From a remarkable demonstration of flower self-pollination to algae swimming in a water droplet in a Japanese 50 Yen coin, the winners of this year’s Nikon Small World in Motion competition capture some of the natural world’s most beautiful, otherworldly, and otherwise invisible phenomena.

The top prize was awarded to Michigan-based photographer Jay McClellan, who captured a timelapse of a thymeleaf speedwell flower, incorporating image stacking techniques to depict the blossom at 5x magnification. McClellan’s video of crystallizing cobalt, copper, and sodium chlorides was awarded an honorable mention, too.

1st Place: Jay McClellan (U.S.). Self-pollination in a flower of thymeleaf speedwell (Veronica serpyllifolia)

Biology takes center stage in the Small World competition, where images are captured through a variety of means to zoom in on things we may not be able to see with the naked eye. Researchers and enthusiasts from all over the world submitted dazzling views of slime mold, mycelium, cellular reproduction, sensory neurons, and more.

São Paolo-based scientist Dr. Alvaro Migotto documented a microscopic marine mollusk larva in the process of metamorphosis, for example. Penny Fenton recorded a tardigrade crawling around on an algae colony. And Benedikt Pleyer, based in Germany, captured dozens of cyanobacteria filaments using polarized light.

Overall, judges selected five top winners, plus 19 honorable mentions. See all videos in the winners’ gallery on the contest’s website. And keep an eye out for winners of the Nikon Small World photo competition, which will be announced on October 15.

### EXERCISE TASKS
A: Reproduce the stretch of the Small World in Motion passage from "São Paolo-based scientist" through "on October 15.".
B: According to the Small World in Motion passage, at what magnification did Jay McClellan's timelapse depict the thymeleaf speedwell blossom?
The listing that comes next was taken from a separate source.

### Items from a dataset
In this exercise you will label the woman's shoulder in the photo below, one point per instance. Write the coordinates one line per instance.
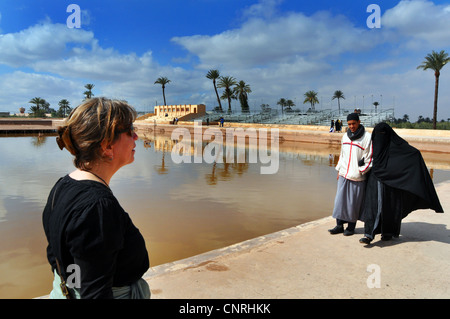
(85, 194)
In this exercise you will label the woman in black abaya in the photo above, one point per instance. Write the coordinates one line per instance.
(398, 184)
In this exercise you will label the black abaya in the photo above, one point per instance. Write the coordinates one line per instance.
(398, 184)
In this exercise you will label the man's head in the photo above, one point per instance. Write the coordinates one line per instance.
(353, 122)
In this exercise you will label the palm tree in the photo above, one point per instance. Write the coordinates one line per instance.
(64, 106)
(435, 61)
(227, 82)
(311, 97)
(242, 90)
(290, 104)
(163, 81)
(88, 93)
(338, 95)
(229, 95)
(214, 75)
(282, 102)
(38, 102)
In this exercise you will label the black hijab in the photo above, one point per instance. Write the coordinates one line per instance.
(401, 166)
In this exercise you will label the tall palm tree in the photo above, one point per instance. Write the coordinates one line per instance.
(163, 81)
(435, 61)
(290, 104)
(242, 90)
(214, 75)
(376, 104)
(89, 93)
(338, 95)
(227, 82)
(282, 103)
(38, 102)
(228, 95)
(64, 105)
(311, 97)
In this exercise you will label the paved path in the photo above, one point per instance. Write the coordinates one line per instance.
(307, 262)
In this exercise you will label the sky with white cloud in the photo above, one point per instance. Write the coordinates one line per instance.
(280, 48)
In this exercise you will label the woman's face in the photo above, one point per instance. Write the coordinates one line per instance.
(124, 148)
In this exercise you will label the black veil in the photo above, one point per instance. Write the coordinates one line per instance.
(398, 184)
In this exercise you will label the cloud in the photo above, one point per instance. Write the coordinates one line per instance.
(278, 40)
(419, 20)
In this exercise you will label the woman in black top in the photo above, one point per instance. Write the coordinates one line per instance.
(92, 243)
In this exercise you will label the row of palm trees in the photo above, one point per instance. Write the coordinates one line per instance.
(434, 61)
(310, 97)
(233, 90)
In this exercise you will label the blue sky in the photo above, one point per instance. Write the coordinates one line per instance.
(280, 48)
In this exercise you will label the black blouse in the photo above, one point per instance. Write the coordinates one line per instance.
(86, 226)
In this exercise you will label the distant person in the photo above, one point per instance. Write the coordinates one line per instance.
(355, 161)
(398, 184)
(83, 220)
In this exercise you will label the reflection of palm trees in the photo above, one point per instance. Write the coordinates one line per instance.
(211, 179)
(162, 170)
(39, 140)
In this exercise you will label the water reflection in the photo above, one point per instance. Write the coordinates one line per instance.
(181, 209)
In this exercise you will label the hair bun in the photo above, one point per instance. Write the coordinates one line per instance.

### ANSWERS TO EACH TASK
A:
São Paolo-based scientist Dr. Alvaro Migotto documented a microscopic marine mollusk larva in the process of metamorphosis, for example. Penny Fenton recorded a tardigrade crawling around on an algae colony. And Benedikt Pleyer, based in Germany, captured dozens of cyanobacteria filaments using polarized light.

Overall, judges selected five top winners, plus 19 honorable mentions. See all videos in the winners’ gallery on the contest’s website. And keep an eye out for winners of the Nikon Small World photo competition, which will be announced on October 15.

B: 5x magnification.